**To be done**. Reproduce the material below, changing every "plan a grasp" to "compute a trajectory" and leaving all other text untouched.

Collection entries
* * * * *
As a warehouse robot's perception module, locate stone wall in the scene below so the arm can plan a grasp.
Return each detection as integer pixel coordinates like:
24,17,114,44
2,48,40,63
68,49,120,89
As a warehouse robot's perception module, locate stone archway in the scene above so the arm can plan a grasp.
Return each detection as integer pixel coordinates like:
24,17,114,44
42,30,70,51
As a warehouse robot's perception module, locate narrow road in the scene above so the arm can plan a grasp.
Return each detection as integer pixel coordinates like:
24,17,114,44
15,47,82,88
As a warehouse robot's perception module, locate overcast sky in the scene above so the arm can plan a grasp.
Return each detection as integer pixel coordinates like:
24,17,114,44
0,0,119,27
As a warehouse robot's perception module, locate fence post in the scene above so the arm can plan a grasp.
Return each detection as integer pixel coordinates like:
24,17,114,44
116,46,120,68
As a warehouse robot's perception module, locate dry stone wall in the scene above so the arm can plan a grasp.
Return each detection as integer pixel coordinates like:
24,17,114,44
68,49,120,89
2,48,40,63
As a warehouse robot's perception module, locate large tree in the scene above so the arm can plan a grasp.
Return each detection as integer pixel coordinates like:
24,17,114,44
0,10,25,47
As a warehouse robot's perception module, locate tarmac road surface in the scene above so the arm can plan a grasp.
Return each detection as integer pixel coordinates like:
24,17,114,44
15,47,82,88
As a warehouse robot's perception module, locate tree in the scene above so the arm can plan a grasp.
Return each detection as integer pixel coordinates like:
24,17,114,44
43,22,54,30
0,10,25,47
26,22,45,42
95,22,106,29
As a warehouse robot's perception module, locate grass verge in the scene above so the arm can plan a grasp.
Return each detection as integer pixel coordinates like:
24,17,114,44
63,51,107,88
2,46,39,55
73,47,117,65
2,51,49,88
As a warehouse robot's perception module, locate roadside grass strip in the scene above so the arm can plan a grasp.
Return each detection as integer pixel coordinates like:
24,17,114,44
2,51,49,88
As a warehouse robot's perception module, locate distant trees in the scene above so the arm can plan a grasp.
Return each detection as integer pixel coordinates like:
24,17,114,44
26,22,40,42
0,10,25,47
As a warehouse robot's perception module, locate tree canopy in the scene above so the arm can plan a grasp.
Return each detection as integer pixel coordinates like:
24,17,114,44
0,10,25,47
* * * * *
**Result of this exercise**.
As a warehouse robot's perception module, locate stone wall in the scene below so the arm can compute a trajectory.
Return each detection as integer pixel coordinates like:
24,17,114,44
2,48,40,63
68,49,120,89
As a warehouse robot's perception module, locate stone archway in the scene above so the arm can compute a trajectory.
Return each detection as integer pixel coordinates like:
24,17,114,44
42,30,70,51
As a warehouse robot's perception module, locate narrow road in the scene above so the arm can compute a trajectory.
Return each detection as integer pixel coordinates like:
24,17,114,44
15,47,82,88
As a warehouse robot's perception module, locate overcast sky in the scene above so the arm can compute a trajectory.
Return each detection as integer pixel coordinates like:
24,17,114,44
0,0,119,27
As a warehouse robot's perception module, locate fence post in the scene above so the arm can compute a trajectory.
Return each detection as integer pixel coordinates like:
24,17,114,44
116,46,120,68
As a warehouse robot's perception module, locate dry stone wall in the scene above so the arm can compute a trajectory.
Return each detection as integer pixel coordinates like:
24,17,114,44
68,49,120,89
2,48,40,63
As a warehouse robot's perception module, locate large tree in the scene above so the arm can compute a trajectory.
Return each detection as integer pixel coordinates like:
24,17,114,44
0,10,25,47
As a warehouse robot's perception module, locate tarmac road surface in the scene above so the arm can compute a trajectory.
Return each detection as integer pixel coordinates like:
24,17,114,44
15,47,82,88
As a warehouse robot's perception module, locate tree in the scene above so the arm can compute a trajectory.
Return each detection as integer pixel coordinates like:
24,17,114,44
43,22,54,30
0,10,25,47
26,22,45,42
95,22,106,29
As a warehouse robot's perception module, locate grass verge in the scene above so the arm can compute a trajectory.
Return each detection as integer pixel coordinates like:
24,17,114,44
63,51,107,88
2,46,39,55
73,47,117,65
2,51,49,88
As a warehouse robot's perception module, locate roadside grass strip in the scene above so the arm can compute a trajectory.
Return each detection as integer pixel coordinates like:
24,17,114,44
2,51,49,88
As a warehouse robot's perception module, locate distant trees in the scene above so the arm can compute a trajectory.
Return each detection as integer pixel coordinates like:
24,17,114,44
26,22,40,42
0,10,25,47
As a warehouse robot's perception module, locate tree canopy in the scene above so the arm can compute a trajectory.
Return each detection as integer pixel coordinates like:
24,17,114,44
0,10,25,47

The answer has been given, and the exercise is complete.